[BEGIN DATA RECORDS]

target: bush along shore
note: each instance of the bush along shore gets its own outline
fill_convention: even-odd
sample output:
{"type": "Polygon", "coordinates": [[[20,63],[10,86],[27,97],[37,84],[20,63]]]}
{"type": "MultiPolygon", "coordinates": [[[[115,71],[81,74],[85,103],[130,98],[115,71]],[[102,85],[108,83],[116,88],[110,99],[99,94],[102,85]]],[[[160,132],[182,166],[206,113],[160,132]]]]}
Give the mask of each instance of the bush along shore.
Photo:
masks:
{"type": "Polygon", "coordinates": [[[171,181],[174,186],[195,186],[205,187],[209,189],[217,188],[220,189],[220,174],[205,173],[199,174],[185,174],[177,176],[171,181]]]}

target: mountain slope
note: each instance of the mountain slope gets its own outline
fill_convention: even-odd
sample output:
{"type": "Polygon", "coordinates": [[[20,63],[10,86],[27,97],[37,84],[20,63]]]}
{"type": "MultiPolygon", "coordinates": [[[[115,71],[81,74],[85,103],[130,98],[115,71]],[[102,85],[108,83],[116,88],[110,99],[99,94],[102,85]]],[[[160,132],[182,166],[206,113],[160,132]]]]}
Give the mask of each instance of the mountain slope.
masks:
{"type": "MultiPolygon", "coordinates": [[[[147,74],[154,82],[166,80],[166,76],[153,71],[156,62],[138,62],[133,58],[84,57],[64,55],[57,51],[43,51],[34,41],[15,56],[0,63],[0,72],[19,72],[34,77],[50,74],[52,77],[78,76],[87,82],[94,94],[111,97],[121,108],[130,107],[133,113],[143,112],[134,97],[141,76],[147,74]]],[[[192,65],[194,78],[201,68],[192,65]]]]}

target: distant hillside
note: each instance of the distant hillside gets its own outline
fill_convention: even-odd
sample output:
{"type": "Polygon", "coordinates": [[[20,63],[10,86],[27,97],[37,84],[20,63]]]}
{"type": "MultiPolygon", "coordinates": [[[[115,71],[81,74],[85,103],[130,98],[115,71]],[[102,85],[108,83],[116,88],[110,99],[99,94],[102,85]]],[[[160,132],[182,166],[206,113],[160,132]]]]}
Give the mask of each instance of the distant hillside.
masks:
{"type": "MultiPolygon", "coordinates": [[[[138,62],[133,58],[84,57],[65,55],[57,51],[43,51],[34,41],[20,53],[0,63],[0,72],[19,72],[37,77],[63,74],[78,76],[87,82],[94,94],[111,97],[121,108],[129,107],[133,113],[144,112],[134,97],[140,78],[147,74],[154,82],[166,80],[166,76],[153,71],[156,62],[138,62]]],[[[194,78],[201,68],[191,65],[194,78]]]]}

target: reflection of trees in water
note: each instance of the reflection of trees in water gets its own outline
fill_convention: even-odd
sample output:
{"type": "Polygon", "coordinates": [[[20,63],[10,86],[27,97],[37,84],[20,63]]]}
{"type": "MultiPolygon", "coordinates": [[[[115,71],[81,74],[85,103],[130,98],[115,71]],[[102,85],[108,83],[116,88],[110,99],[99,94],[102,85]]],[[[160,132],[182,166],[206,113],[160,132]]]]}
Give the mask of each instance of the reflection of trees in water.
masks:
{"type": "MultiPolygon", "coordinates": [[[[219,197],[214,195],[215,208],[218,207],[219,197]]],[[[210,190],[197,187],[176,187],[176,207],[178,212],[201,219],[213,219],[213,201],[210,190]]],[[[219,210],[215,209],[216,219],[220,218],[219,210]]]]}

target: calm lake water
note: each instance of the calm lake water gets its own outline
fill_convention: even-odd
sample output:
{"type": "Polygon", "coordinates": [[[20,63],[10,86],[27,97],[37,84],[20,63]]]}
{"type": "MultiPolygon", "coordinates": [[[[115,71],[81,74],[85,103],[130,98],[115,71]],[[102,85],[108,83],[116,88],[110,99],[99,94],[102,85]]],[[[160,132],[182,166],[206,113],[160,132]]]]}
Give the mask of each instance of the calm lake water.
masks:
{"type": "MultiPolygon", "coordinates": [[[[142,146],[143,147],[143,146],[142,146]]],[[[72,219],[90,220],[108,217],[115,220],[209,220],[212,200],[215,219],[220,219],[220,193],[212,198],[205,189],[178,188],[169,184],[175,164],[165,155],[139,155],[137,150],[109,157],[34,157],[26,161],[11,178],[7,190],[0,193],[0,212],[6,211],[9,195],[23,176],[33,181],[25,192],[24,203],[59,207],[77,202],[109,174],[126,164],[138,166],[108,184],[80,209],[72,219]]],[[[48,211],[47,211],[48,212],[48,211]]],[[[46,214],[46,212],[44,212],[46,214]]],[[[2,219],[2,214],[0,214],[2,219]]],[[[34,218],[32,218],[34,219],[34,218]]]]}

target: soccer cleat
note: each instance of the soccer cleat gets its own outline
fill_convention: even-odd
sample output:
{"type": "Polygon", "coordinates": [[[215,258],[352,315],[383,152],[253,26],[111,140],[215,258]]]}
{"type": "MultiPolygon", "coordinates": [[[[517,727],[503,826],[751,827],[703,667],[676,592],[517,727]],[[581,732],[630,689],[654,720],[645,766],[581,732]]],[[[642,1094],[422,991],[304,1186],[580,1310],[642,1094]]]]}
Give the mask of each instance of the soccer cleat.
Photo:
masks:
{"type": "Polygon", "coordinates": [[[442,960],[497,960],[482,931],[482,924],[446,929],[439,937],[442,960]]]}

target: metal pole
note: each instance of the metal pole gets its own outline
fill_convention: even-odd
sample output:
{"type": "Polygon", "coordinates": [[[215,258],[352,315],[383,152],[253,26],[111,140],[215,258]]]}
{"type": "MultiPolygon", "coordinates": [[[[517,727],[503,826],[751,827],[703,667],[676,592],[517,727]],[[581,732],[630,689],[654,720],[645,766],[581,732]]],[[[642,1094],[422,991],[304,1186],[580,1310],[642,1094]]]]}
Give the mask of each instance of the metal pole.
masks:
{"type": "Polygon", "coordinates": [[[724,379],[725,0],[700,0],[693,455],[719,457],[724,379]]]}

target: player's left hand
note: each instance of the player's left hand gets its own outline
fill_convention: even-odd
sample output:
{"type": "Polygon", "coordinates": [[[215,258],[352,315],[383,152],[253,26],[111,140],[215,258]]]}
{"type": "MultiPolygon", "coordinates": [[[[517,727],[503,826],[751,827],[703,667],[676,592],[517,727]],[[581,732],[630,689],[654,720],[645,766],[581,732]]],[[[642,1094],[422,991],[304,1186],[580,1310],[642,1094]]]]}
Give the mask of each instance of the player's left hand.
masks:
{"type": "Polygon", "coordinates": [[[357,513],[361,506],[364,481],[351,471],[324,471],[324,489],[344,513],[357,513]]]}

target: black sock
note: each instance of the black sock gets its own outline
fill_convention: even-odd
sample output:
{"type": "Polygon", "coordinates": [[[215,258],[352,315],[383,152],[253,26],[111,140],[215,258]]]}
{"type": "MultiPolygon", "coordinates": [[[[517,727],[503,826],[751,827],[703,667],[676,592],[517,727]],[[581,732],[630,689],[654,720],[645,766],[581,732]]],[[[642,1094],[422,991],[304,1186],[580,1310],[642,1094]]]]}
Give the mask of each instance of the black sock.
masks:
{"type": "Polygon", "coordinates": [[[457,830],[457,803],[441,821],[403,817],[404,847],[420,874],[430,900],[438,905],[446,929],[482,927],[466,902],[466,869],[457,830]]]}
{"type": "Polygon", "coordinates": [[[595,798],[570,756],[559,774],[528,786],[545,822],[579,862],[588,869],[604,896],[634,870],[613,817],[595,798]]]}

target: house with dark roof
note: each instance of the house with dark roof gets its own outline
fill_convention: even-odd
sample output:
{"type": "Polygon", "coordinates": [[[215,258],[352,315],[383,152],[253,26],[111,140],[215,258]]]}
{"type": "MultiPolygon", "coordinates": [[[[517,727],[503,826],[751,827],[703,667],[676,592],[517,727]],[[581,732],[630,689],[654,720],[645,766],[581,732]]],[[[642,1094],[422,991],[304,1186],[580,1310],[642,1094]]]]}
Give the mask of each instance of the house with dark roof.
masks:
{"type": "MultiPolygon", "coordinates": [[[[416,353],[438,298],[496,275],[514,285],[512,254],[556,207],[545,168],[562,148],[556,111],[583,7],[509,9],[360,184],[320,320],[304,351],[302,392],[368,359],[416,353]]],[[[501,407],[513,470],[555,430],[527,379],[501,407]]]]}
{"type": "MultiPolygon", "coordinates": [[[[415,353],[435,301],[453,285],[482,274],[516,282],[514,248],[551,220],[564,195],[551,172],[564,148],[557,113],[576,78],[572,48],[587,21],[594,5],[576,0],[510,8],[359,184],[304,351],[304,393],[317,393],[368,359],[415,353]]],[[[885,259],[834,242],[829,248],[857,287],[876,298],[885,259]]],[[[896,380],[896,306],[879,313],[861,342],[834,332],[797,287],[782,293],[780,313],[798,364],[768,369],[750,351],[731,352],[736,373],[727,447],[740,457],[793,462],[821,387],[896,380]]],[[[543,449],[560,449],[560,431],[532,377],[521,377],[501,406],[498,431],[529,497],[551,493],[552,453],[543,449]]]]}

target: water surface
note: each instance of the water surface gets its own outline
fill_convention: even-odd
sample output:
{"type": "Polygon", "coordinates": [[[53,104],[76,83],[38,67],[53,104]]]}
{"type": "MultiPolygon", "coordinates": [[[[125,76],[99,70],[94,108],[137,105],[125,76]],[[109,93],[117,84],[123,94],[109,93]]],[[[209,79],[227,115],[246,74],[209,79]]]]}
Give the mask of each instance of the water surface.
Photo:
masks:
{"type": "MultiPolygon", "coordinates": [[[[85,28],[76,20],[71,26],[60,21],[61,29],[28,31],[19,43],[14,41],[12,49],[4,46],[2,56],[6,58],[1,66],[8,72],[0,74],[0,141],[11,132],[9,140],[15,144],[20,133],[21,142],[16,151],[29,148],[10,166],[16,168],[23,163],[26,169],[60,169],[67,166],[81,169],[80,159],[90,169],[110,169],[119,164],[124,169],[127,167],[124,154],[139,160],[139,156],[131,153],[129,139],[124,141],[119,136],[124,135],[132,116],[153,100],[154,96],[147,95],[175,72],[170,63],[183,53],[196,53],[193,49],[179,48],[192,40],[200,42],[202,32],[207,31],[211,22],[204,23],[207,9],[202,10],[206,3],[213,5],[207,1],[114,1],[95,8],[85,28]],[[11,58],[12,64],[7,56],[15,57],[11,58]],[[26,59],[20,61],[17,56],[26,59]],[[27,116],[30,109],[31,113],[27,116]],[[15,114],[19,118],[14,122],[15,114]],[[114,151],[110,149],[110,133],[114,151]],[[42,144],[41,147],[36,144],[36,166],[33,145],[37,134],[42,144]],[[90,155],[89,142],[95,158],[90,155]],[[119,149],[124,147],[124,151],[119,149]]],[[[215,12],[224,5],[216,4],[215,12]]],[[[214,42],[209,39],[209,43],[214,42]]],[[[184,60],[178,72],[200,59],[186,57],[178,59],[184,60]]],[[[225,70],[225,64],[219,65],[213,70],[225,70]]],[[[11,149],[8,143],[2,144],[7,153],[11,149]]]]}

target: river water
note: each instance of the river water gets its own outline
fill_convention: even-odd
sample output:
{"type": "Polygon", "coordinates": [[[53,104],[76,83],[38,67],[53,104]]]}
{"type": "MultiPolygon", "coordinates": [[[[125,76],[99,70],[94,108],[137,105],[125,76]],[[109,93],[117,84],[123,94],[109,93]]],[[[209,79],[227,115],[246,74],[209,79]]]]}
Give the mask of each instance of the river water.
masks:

[END DATA RECORDS]

TO DO:
Identify and copy each line in the records above that contains the string "along". Match case exactly: uppercase and lowercase letters count as different.

EXERCISE RESPONSE:
target: bush along shore
note: each instance of the bush along shore gets its own outline
Give the mask of each instance of the bush along shore.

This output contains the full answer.